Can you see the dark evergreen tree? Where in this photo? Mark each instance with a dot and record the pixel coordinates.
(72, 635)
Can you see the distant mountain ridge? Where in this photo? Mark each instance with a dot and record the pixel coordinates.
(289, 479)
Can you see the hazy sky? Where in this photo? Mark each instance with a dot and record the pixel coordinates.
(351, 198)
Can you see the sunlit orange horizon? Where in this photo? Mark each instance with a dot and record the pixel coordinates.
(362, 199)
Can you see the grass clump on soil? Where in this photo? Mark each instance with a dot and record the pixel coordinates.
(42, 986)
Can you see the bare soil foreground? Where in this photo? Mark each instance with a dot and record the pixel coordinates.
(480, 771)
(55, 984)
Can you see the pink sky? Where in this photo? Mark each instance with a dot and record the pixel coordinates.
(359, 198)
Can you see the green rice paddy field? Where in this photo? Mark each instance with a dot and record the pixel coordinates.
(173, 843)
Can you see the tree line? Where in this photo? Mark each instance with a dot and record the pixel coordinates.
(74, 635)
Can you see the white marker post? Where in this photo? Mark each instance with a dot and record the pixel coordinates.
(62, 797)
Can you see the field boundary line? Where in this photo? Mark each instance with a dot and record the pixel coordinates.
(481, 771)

——————

- Given request
Reproduce every record above in full, including each request, and move every coordinate in the answers by adding -54 to it.

- Exercise solution
Can you see the dark evergreen tree? Where in this photo? Mark each instance with a dot and record the pixel coordinates.
(18, 581)
Can you see the distant mountain ridge? Where in this photo? Mark each instance with a dot and record the pixel coordinates.
(235, 425)
Can you see the hazy sky? Where in this photo? Mark each instance with a dot and record the pixel coordinates.
(297, 144)
Can you see the sunlit orange horizon? Where in this photo? Mark each instance with a dot and record the pixel coordinates.
(308, 145)
Can you see the grass clump on soil? Where in this photo? Mark each instance with a dot and record the pixel coordinates.
(-12, 932)
Can you see the bare soil foreground? Where in this photo? Mark each instance with a dot and record the pixel coordinates.
(426, 717)
(1, 930)
Can you see the pink sky? Where in this photo? Mark each instance with a dot and record the pixel coordinates.
(305, 144)
Can you see the green rice paddy field? Where in this photo? Mark each instance with a dot and record the pixel coordinates.
(119, 789)
Can you see the tree line? Where in this photo? Mark each instance with a dot and record the pixel coordinates.
(20, 581)
Can you see the white marker post? Where in this photo? Mark each instance with a dot and record the pixel coordinates.
(8, 743)
Can you see the field boundary line? Where in this photo? Mark each instance with a dot and record the pixel coordinates.
(427, 717)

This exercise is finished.